- **TASK TO CARRY OUT**: Update the records in the stretch from the line containing "find chandelier candle" through the line containing "375,325 -> 393,341" by replacing "wall sconce" with "wall light", leaving everything else unchanged. Return only those lines.

[start of ENTRIES PROVIDED]

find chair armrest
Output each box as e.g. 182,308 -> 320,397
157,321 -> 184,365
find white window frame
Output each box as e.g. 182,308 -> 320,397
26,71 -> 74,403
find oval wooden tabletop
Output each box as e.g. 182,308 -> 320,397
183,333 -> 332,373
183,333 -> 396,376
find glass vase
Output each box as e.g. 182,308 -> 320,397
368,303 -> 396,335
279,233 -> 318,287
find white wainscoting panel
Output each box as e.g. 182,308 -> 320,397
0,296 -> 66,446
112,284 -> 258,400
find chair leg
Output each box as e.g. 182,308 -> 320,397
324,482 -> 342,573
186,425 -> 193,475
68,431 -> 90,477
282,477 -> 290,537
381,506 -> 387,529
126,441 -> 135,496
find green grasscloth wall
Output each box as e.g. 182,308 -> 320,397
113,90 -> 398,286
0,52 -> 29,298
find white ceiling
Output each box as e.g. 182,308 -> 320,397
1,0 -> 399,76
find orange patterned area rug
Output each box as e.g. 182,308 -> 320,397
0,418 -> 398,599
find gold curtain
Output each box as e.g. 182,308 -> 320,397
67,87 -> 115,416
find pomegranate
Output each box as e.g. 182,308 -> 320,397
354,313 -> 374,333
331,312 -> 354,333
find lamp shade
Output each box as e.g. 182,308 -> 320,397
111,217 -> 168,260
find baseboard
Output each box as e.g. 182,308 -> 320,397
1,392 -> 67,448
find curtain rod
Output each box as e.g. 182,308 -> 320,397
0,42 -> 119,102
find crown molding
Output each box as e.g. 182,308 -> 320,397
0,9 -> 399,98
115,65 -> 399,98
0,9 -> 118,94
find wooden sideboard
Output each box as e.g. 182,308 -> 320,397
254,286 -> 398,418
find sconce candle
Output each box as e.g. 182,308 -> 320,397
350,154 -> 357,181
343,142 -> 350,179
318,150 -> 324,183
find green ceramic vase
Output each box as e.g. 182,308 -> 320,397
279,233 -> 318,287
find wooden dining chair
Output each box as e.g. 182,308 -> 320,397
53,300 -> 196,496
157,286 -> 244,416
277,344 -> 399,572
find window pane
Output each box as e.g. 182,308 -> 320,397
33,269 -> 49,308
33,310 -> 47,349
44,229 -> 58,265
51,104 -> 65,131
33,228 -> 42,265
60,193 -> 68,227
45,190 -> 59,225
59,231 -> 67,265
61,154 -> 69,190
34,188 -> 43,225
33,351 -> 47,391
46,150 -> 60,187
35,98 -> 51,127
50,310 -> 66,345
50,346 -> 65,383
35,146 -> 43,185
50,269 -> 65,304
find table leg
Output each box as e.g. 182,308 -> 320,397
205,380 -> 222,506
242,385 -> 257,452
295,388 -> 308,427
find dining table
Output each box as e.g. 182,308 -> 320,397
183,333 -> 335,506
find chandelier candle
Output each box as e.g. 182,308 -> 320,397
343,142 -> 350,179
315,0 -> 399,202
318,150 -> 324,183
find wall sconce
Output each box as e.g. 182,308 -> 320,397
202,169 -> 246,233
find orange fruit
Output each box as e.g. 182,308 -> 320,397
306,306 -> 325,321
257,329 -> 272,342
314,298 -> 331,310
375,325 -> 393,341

[end of ENTRIES PROVIDED]
[start of ENTRIES PROVIDED]

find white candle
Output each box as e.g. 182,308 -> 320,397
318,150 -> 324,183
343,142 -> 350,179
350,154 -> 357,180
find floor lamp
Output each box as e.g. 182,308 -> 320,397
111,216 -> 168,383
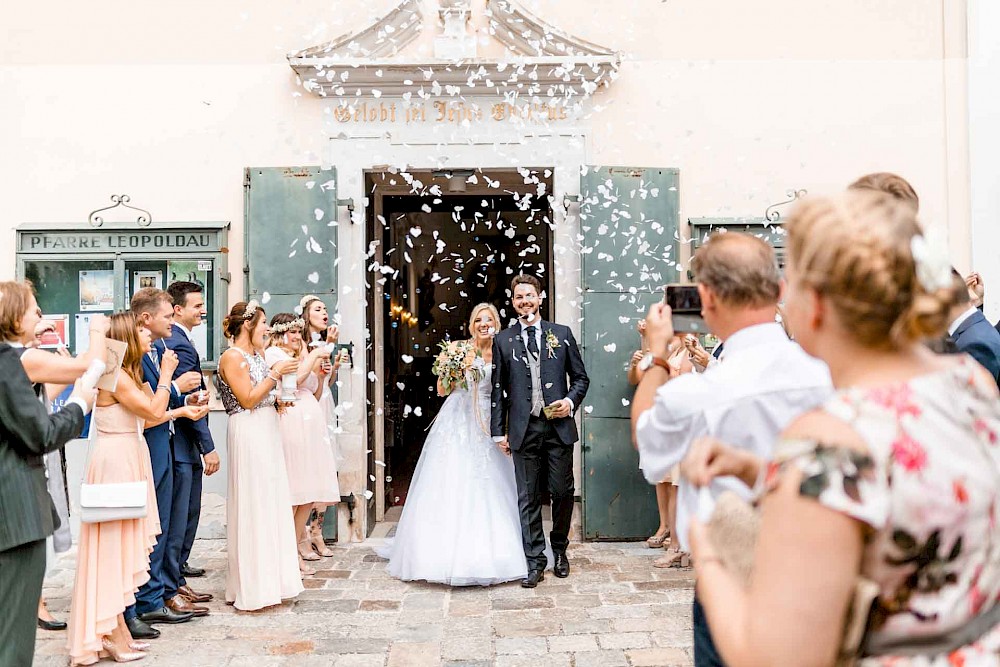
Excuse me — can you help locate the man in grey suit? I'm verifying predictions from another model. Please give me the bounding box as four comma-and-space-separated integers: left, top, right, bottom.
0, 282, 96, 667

[end of ENTRIES PROVIDED]

- **SOLUTION TO THIS TASK**:
find chandelier candle
Output each box as e.g. 182,308 -> 320,397
343,142 -> 350,179
315,0 -> 399,202
318,150 -> 324,183
find wall light
Output each box as e.g. 182,308 -> 320,397
202,169 -> 246,233
find orange fruit
Output each box as e.g. 182,308 -> 320,397
306,306 -> 325,321
257,329 -> 272,342
314,298 -> 331,310
375,325 -> 393,341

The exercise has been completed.